◆ **Supplied material**:
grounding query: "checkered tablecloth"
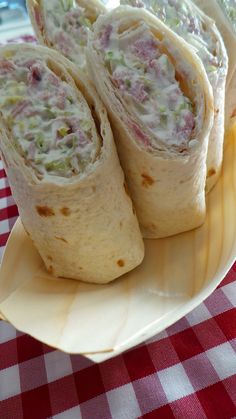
[0,157,236,419]
[0,39,236,419]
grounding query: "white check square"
[157,364,194,403]
[206,342,236,380]
[44,351,73,383]
[0,365,21,400]
[107,384,142,419]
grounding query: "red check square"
[170,328,203,361]
[123,345,156,381]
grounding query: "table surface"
[0,37,236,419]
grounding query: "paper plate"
[0,125,236,361]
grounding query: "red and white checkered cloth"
[0,35,236,419]
[0,155,236,419]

◆ **Problem requirements**:
Rewrite all the records, changing every "grounding query" to "target phrase" and keeping everything else the same. Leave the pictures out of your answer.

◆ **The completed task**:
target phrase: "checkered tablecloth"
[0,157,236,419]
[0,39,236,419]
target phrase: "white check square"
[157,364,194,403]
[206,342,236,380]
[44,351,73,383]
[0,365,21,400]
[107,384,142,419]
target phrase: "red check square"
[170,328,203,361]
[123,345,156,381]
target phrase: "table surface"
[0,37,236,419]
target phrase: "paper plate"
[0,125,236,361]
target phrase: "red and white checkered cloth"
[0,35,236,419]
[0,155,236,419]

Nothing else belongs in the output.